▶ **WHAT IS REQUIRED**
Change "arm" to "leg" throughout the entries below and write them out again, keeping everything else the same.

Annotation records
========================================================================

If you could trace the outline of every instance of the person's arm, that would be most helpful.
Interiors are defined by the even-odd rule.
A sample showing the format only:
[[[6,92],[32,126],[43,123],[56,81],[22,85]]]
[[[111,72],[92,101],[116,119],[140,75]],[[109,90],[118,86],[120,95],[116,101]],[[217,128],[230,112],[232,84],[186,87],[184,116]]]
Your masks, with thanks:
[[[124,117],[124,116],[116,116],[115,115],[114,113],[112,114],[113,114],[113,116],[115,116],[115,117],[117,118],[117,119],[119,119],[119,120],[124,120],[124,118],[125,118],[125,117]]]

========================================================================

▶ **TASK OUTPUT**
If you could trace the outline of every instance of the person's leg, that would be most helpful.
Interiors are defined by the even-odd rule.
A sample showing the format only:
[[[6,92],[32,126],[43,123],[56,81],[22,85]]]
[[[111,72],[92,101],[116,119],[140,75]],[[109,90],[118,86],[120,95],[116,101]],[[217,128],[230,112],[232,84],[186,87],[184,116]]]
Your masks, with thanks:
[[[124,117],[124,116],[116,116],[115,115],[114,113],[112,114],[113,114],[113,116],[115,116],[115,117],[117,118],[117,119],[119,119],[119,120],[124,120],[124,118],[125,118],[125,117]]]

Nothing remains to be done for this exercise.